• GOAL: Show every line of the listing below that contains the word "front".

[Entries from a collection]
☆ ☆ ☆ ☆
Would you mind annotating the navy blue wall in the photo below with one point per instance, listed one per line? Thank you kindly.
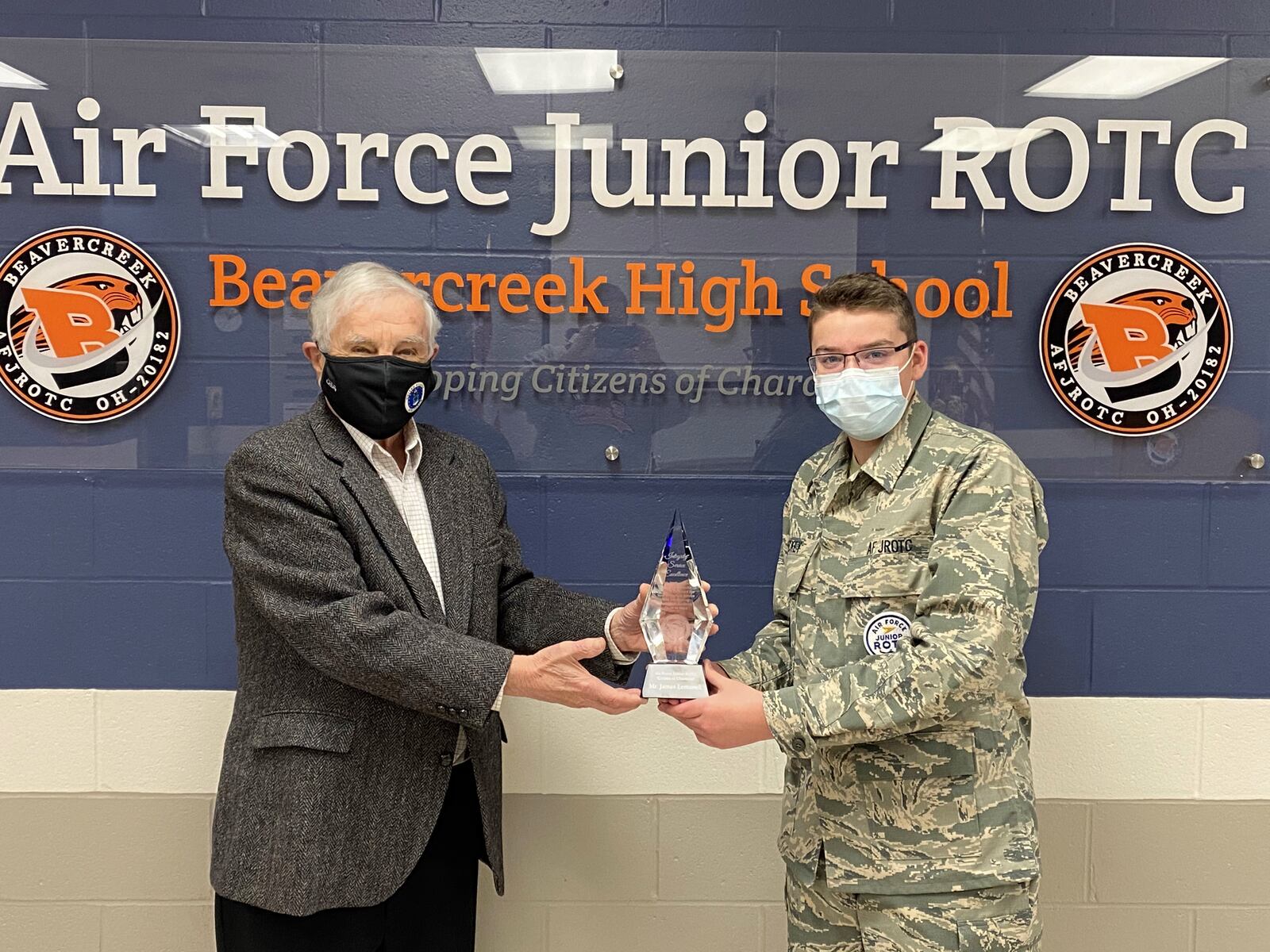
(1149, 588)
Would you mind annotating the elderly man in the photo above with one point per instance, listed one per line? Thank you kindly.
(383, 613)
(892, 673)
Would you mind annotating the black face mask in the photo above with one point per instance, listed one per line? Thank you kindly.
(376, 393)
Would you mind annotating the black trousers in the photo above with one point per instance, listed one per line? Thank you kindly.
(435, 911)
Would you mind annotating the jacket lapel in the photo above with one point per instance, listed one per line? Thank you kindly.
(368, 489)
(444, 486)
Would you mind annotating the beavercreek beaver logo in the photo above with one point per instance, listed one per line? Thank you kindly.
(88, 325)
(1136, 340)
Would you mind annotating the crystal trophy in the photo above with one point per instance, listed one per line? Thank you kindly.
(676, 622)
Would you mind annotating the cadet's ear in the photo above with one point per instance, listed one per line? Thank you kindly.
(921, 359)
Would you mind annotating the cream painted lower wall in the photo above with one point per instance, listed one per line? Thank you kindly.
(624, 833)
(1083, 748)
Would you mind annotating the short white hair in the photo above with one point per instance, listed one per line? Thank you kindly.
(355, 283)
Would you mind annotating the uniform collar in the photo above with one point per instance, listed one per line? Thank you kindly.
(889, 460)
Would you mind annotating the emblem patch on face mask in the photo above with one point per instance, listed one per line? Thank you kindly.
(414, 397)
(884, 631)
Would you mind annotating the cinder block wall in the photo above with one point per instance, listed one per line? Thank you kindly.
(624, 833)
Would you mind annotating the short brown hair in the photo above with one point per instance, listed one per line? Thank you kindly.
(864, 291)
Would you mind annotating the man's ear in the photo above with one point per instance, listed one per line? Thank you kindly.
(313, 353)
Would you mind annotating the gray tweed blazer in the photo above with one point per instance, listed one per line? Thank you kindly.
(352, 681)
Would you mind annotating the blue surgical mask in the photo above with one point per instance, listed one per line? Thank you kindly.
(864, 404)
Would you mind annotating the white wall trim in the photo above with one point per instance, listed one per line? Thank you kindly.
(1083, 748)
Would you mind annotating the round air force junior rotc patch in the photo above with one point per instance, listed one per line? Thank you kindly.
(884, 631)
(1136, 340)
(414, 397)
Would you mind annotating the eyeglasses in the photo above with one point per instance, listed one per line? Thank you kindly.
(868, 359)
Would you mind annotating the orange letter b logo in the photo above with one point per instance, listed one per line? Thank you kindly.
(1128, 336)
(74, 323)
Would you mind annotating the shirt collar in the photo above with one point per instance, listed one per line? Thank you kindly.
(891, 459)
(376, 455)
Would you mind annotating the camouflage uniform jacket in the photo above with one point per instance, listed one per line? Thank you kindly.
(893, 670)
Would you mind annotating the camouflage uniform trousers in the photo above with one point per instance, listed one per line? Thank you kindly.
(994, 919)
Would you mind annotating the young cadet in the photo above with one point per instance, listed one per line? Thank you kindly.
(892, 672)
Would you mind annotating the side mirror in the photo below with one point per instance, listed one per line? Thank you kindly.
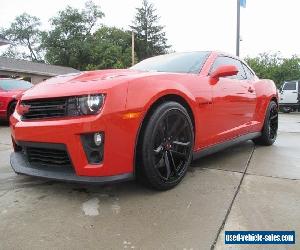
(222, 71)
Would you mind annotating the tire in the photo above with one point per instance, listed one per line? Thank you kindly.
(11, 109)
(166, 146)
(270, 128)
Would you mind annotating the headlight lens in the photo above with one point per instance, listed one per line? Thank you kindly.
(85, 105)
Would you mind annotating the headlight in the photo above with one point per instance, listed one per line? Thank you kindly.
(85, 105)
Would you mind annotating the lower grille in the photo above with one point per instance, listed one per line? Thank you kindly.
(45, 108)
(47, 157)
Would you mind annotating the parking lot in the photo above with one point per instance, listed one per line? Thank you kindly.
(241, 188)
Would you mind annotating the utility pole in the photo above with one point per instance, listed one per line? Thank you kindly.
(132, 48)
(238, 11)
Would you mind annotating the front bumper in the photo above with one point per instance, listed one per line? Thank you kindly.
(119, 144)
(20, 165)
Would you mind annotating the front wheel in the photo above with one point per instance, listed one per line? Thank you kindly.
(166, 148)
(270, 128)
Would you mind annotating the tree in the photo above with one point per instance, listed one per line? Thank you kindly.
(24, 32)
(111, 48)
(150, 38)
(69, 41)
(273, 66)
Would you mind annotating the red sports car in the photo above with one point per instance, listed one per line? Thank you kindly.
(9, 91)
(147, 122)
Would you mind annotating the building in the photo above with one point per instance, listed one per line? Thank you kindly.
(31, 71)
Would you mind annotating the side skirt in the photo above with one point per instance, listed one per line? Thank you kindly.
(223, 145)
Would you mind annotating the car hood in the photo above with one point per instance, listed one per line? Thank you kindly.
(83, 83)
(13, 94)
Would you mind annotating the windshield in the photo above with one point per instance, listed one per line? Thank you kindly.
(12, 84)
(189, 62)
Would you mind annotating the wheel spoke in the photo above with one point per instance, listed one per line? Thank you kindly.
(158, 149)
(184, 144)
(173, 163)
(160, 162)
(273, 117)
(175, 125)
(181, 129)
(168, 167)
(179, 155)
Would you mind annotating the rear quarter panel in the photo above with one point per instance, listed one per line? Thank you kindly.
(265, 91)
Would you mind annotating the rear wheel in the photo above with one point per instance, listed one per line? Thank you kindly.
(269, 131)
(166, 148)
(11, 109)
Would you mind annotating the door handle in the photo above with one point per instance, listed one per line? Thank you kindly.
(251, 90)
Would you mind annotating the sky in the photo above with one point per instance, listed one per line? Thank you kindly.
(266, 25)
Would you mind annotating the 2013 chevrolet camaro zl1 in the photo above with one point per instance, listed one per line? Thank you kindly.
(148, 121)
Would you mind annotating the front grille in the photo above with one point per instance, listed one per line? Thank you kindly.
(45, 108)
(47, 157)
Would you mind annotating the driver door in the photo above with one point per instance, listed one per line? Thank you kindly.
(233, 101)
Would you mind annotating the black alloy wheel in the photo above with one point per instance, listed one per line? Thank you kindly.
(167, 146)
(270, 128)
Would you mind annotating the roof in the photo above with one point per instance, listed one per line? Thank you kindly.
(23, 66)
(3, 41)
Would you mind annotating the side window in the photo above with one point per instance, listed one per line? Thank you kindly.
(224, 60)
(289, 86)
(249, 73)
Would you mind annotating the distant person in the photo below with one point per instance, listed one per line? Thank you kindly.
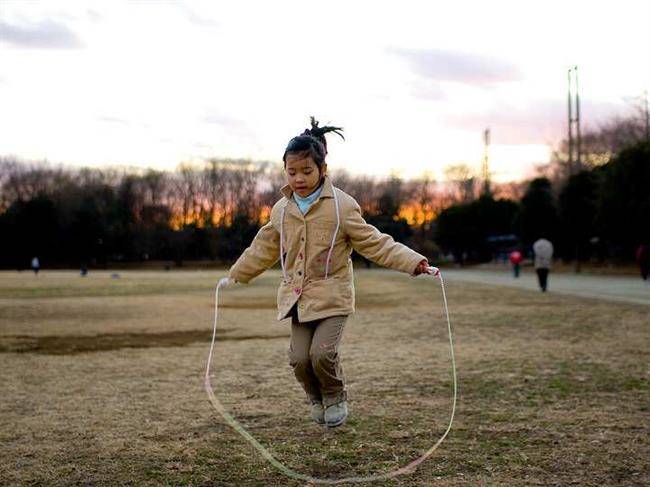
(313, 230)
(543, 250)
(36, 265)
(515, 260)
(643, 259)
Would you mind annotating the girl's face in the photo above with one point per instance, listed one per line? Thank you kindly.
(303, 175)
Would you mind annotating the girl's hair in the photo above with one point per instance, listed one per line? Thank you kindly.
(311, 143)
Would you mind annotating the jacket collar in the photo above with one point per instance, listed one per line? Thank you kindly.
(327, 192)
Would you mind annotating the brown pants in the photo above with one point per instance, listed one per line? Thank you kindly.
(314, 357)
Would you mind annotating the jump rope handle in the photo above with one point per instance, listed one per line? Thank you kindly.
(434, 271)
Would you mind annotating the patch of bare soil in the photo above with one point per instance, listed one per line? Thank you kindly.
(553, 390)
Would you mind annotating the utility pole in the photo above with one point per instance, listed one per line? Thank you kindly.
(574, 139)
(575, 142)
(484, 167)
(647, 117)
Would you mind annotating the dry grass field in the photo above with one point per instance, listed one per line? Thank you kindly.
(101, 383)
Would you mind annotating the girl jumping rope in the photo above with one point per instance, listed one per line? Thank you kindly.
(312, 231)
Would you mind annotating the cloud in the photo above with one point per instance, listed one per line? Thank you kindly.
(46, 34)
(114, 120)
(196, 19)
(455, 66)
(540, 122)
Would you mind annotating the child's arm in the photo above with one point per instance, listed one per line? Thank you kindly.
(380, 247)
(263, 252)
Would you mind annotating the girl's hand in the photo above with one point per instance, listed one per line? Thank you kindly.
(423, 268)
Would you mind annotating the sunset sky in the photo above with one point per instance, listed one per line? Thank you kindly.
(155, 83)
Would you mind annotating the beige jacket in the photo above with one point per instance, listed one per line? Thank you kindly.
(307, 241)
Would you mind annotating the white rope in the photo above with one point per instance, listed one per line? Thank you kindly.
(303, 477)
(336, 232)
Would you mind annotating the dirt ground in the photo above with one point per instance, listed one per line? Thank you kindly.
(101, 383)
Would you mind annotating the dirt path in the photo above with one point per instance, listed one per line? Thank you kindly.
(612, 288)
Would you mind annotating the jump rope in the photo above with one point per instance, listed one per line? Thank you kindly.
(409, 468)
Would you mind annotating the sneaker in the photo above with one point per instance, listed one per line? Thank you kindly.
(336, 414)
(318, 412)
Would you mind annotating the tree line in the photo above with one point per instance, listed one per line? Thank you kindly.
(211, 211)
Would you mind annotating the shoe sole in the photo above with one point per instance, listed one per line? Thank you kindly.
(338, 423)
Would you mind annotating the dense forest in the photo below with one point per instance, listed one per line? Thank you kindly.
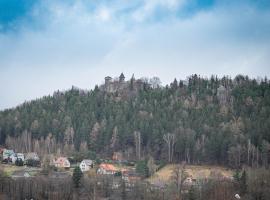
(201, 120)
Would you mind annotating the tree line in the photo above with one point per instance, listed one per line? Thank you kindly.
(202, 120)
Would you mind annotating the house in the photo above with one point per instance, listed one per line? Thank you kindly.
(16, 156)
(117, 156)
(107, 169)
(32, 156)
(32, 159)
(85, 165)
(62, 162)
(7, 155)
(20, 156)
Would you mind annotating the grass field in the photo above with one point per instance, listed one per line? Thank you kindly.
(194, 171)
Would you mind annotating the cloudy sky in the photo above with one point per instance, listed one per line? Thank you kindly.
(46, 45)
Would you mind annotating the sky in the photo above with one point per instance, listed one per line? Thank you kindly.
(49, 45)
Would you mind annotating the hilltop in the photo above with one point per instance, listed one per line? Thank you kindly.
(201, 120)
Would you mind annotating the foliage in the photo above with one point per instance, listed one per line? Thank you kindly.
(142, 168)
(214, 121)
(77, 175)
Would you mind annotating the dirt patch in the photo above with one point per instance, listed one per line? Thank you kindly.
(193, 171)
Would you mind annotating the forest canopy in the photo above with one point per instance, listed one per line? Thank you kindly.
(208, 120)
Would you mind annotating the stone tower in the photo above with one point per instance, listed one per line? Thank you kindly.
(108, 79)
(121, 78)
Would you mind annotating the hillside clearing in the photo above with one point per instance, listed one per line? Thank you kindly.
(194, 171)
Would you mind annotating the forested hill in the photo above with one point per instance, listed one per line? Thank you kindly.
(219, 121)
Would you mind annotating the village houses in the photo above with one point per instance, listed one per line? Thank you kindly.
(86, 165)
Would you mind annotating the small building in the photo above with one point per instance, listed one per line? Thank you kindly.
(85, 165)
(32, 159)
(62, 162)
(117, 156)
(107, 169)
(121, 78)
(14, 157)
(7, 155)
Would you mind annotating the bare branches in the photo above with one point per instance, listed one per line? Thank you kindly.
(169, 138)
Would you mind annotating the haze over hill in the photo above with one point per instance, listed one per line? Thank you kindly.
(51, 45)
(218, 121)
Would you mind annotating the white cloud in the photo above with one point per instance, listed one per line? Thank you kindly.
(149, 7)
(80, 46)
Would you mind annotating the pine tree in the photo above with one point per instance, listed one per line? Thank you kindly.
(77, 175)
(191, 193)
(243, 182)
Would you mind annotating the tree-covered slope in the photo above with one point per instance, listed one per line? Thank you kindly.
(212, 120)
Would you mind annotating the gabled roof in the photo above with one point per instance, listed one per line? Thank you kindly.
(108, 167)
(61, 160)
(88, 162)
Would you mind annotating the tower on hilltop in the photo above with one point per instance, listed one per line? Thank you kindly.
(121, 78)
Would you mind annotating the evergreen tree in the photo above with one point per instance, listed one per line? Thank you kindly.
(243, 183)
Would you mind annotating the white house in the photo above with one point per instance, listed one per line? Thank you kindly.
(86, 165)
(62, 162)
(7, 153)
(20, 156)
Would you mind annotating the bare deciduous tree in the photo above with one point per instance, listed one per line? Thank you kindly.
(170, 140)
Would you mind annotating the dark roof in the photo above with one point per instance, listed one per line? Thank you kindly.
(121, 76)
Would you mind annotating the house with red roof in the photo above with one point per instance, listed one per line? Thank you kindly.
(62, 162)
(107, 169)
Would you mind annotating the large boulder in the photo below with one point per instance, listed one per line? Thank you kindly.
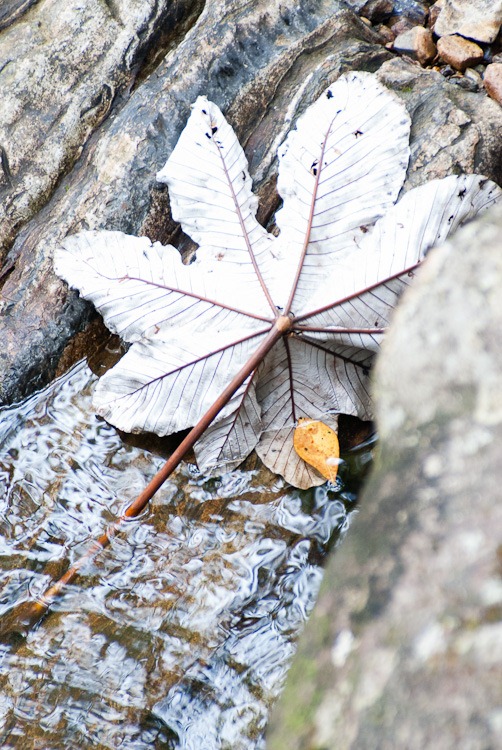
☆ ☆ ☆ ☆
• FULL ANSWER:
Would you mind annotating the front bumper in the photo above with one point per instance, listed one per line? Thank you kindly.
Would you mind annotating the front wheel in the photo above with one point per instance, listed one per line? Thank you kindly.
Would you mind annotating the front grille in the photo above with one point per instance, listed one per line? Thank you kindly.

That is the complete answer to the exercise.